TEXTO PROPORCIONADO:
Gruesos goterones me empiezan a caer y lo dejo todo, la silla en la que estoy sentado y la mesa; cojo los libros, eso sí, y mientras las gotas son ahora continuas y calan en la camisa con el frío singular de cada gota al chocar con el tejido y traspasar la fibra llegando a la piel y despertándola. Corro adentro y reparo en que el olor es ahora total, profdundo y denso: es el olor de mi jardín que recibe el aguacero creo que como yo: con agradecimiento. El calor se disuelve de tal manera que acabas por no reparar en él: es la primera tomenta de verano. Estoy frente a ella y reconozco que, como cada año, me asombra su llegasa y el portentoso efecto que provoca alrededor y en mi mismo. La excitación de verla llegar cede terreno a la relajación que su explosión provoca en mi; con cada tormenta me disuelvo y respiro, no hago otra cosa que respirar el olor a tierra mojada y a las plantas del prado, y los pinos de las laderas.

En lo alto de la montaña descargan relámpagos abriendo rotos enormes en el cielo plomizo y al poco llega hasta mi el estruendo sordo y largo del trueno; una vez tras otra. La gravilla roja que bordea el cesped se empapa y adquiere un tono brillante; la hierba reviva con el agua y las dalias y rosas aguantan el aguacero sin inmutarse. Desde detrás de los cristales, donde me he quedado en pie, con los libros en la mano, el tabaco y un vaso de zumo de naranja a medio consumir, fascinado por la tormenta, percibo el espíritu agradecido del neardenthal dentro de la cueva, o del cromagnon, que da lo mismo. Por suerte, pienso, tengo una cueva en la que refugiarme, y provisiones, y agua. ¿No demuestra esto que soy precavido? La satisfacción del antiguo homo en la edad de la piedra, del silex, ya tenía mucho de vanidad; enunciar tan solo la satisfacción de tu propia virtud ya conlleva establecer una comparación con los otros, más desgraciados seguramente, ahora dispersos bajo la lluvia, con el fuego apagado y tiritando.Creo que el ser humano no nace inocente sino pedante.

Un coche grande, un monovolumen, gris metalizado, baja la calle y se detiene un momento ante la casa; veo borrosa la cabeza de quien va en el asiento de al lado del conductor inclinada, como mirando hacia las ventanas del piso alto. Luego arranca el coche de nuevo y se va calle abajo hasta que lo pierdo de vista y deja de preocuparme. Sigue callendo agua en gran cantidad; oigo la voz de Ana: cierra las ventanas de arriba, si están abiertas. No lo están, no me muevo de allí. Al final de la fachada de la casa, por el lado del este, se encuentra lo que llamo (pedantemente) el jardín inglés y a continuación el japonés. Voy allí porque quiero ver las hortensias; están alcanzando las flores el desarrollo, abriéndose y mudando el color de rosa a azul. Entre las hortensias y yo hay una magnífica relación que viene de atrás: siempre que he tenido jardín las he tenido en él y han crecido generosamente dotándolo de una hermosura plena. Cuando la flor se marchita y seca la corto, solamente a la flor; en enero redondeo la mata cuidando de no afectar demasiado el tamaño, sobre todo de las varas de flor. Me gustan altas, como las del norte, y silvestres, es decir: abundantes. Las hortensias y las dalias son flores por las que siento especial afecto y atención. En su belleza espléndida, ambas, son humildes y serenas. Las hortensias parecen pequeñas burguesas orondas y satisfechas y las dalias son señoritas pizpiretas y al cabo modosas, como manda la decencia. Las rosas, a las que reconozco una belleza especial, son por el contrario pedantes, prepotentes, y presumidas. No me gusta la presunción en las flores, excepción hecha del narciso: en estos si, es elegante, divertida y chocante. Tiene un toque cursi que se le perdona por su propia insignificancia.

TAREAS PROPUESTAS:
(1) Según el texto sobre la tormenta de verano, ¿de qué color a qué color están cambiando las flores de las hortensias?
(2) Resume en dos oraciones el texto sobre la tormenta de verano.
(3) Prolonga el texto sobre la tormenta de verano a partir de su última oración.

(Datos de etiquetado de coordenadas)

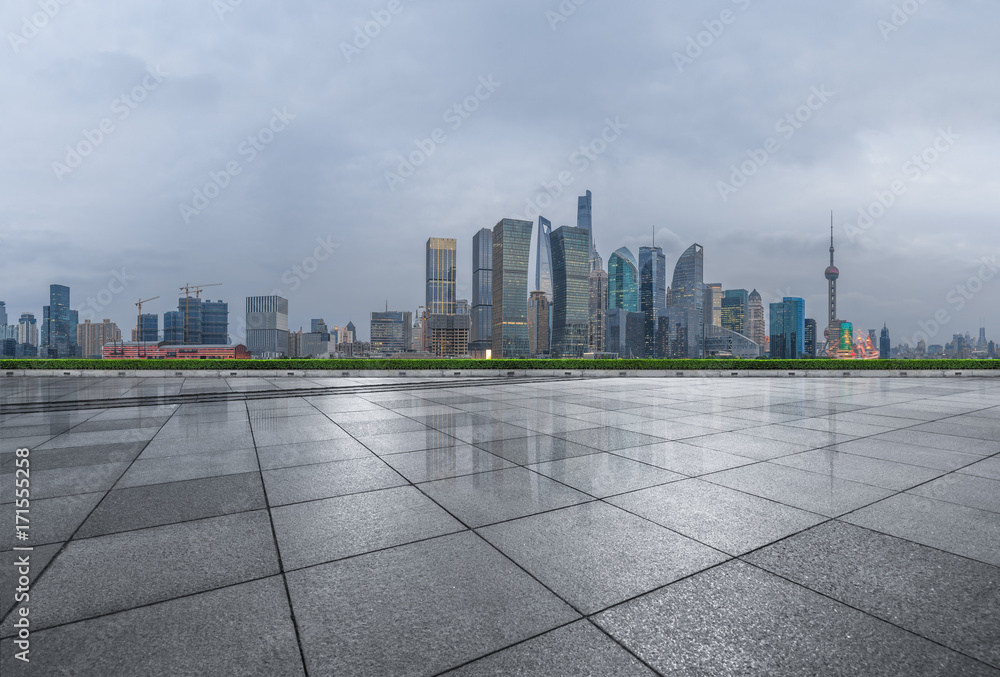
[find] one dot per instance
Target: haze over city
(737, 125)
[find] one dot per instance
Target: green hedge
(501, 365)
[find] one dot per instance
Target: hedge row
(500, 365)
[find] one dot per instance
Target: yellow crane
(187, 289)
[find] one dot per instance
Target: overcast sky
(682, 93)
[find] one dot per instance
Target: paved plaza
(602, 526)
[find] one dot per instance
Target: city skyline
(315, 194)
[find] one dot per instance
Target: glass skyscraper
(481, 333)
(652, 292)
(543, 257)
(735, 311)
(570, 291)
(687, 292)
(440, 291)
(58, 324)
(623, 281)
(511, 247)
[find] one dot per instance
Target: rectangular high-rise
(481, 331)
(267, 326)
(391, 331)
(440, 287)
(735, 311)
(570, 291)
(511, 246)
(538, 324)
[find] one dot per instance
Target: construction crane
(187, 289)
(138, 319)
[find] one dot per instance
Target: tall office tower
(391, 331)
(884, 346)
(584, 220)
(214, 323)
(481, 333)
(92, 337)
(543, 257)
(191, 311)
(832, 333)
(623, 281)
(267, 326)
(788, 328)
(27, 330)
(714, 292)
(799, 316)
(598, 283)
(58, 324)
(149, 328)
(173, 327)
(755, 312)
(652, 292)
(810, 338)
(538, 324)
(570, 291)
(735, 311)
(511, 245)
(687, 294)
(440, 296)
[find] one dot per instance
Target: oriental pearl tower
(832, 332)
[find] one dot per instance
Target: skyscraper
(570, 291)
(687, 292)
(799, 318)
(538, 324)
(713, 298)
(267, 326)
(584, 220)
(481, 332)
(543, 260)
(735, 311)
(391, 331)
(598, 308)
(884, 346)
(58, 324)
(810, 338)
(788, 328)
(27, 330)
(755, 311)
(833, 331)
(623, 281)
(511, 246)
(652, 292)
(440, 295)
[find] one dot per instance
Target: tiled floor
(605, 526)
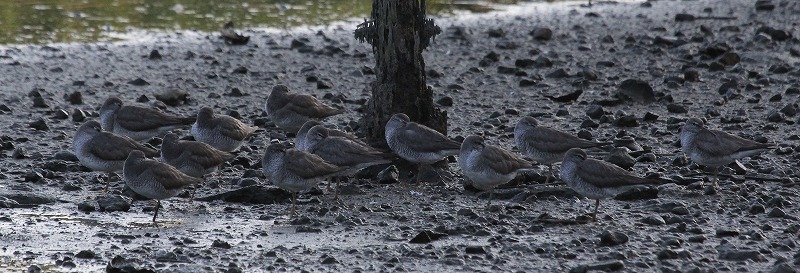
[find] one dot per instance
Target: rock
(112, 202)
(75, 98)
(741, 255)
(220, 244)
(138, 82)
(542, 33)
(390, 175)
(27, 198)
(154, 55)
(78, 115)
(636, 90)
(654, 220)
(40, 125)
(445, 101)
(612, 238)
(252, 195)
(638, 193)
(173, 96)
(605, 266)
(426, 236)
(121, 264)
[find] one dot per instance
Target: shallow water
(56, 21)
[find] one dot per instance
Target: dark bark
(398, 33)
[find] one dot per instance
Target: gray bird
(489, 166)
(104, 151)
(153, 179)
(223, 132)
(291, 111)
(716, 148)
(545, 145)
(417, 143)
(136, 122)
(295, 171)
(598, 179)
(343, 152)
(193, 158)
(301, 142)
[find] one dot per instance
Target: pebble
(113, 202)
(612, 238)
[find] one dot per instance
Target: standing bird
(153, 179)
(545, 145)
(343, 152)
(716, 148)
(136, 122)
(104, 151)
(193, 158)
(223, 132)
(291, 111)
(417, 143)
(301, 140)
(598, 179)
(295, 171)
(489, 166)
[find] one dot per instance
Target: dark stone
(542, 33)
(40, 125)
(111, 202)
(121, 264)
(75, 98)
(252, 195)
(612, 238)
(154, 55)
(220, 244)
(138, 82)
(426, 236)
(639, 193)
(637, 90)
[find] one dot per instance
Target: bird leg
(594, 214)
(294, 202)
(158, 205)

TAREAS RESUELTAS:
(1) De rosa a azul.

(2) La primera tormenta de verano obliga a quien narra a refugiarse en casa, desde donde contempla con asombro y alivio la lluvia, los relámpagos y el jardín, y reflexiona sobre la vanidad de sentirse a salvo frente a los demás. Después va a ver las hortensias, que están pasando de rosa a azul, y expresa su afecto por ellas y por las dalias, en contraste con la presunción que atribuye a las rosas.

(3)
Empieza a escampar y aparece el sol tiñendo de oro toda la materia mojada por la lluvia. Las nubes han seguido hacia el norte y se ven alejándose como una invasión que nos ha abandonado. He vuelto al salón, mojado, y me he sentado en una butaca frente a la cristalera; los libros, en la mesilla a mi lado me esperan, pero no tengo prisa. Perviven rastros del olor a tierra mojada y el toldo gotea por sus extremos. Todo lo que está empapado muestra vida, plenitud, el retorno a la normalidad del estío. Descubro que entre ver llegar la tormenta, mirar su actividad y reposar con su marcha, se me ha ido más de una hora y con un suspiro (supongo que literariamente de resignación) me dispongo a reemprender lo que hacía, pero no recuerdo con exactitud lo que era, así que habrá que empezar de nuevo, como siempre.

jueves, junio 29, 2006

Un solo trazo firme



Paseo con Goyerri al caer la tarde: el ocaso aún ha de tardar. Tenemos una luz que se apaga despacio y que nos deja ver como las farolas de la carretera a su paso por San Rafael, encendidas, trazan un recorrido destelleante hacia el oeste aportando luz a la luz que muere; no es la luz descarada que necesita la noche del farol, sino una luz diferente, brillante y concentrada, amarillenta, sobre el vago azul gris del ocaso. Esas luces dan cuerpo al color del celaje y potencian su debilitamiento, la levedad de su verdad, su fuerza. Esta luz eléctrica de los faroles anuncia el principio de la luz: iluminar la oscuridad. El Islam lo describe maravillosamente bien cuando determina que la hora de abandonar el ayuno durante el Ramadán es el momento del atardecer en que "es imposible distinguir un hilo blanco de un hilo negro". No se puede describir mejor el instante para reconocerlo.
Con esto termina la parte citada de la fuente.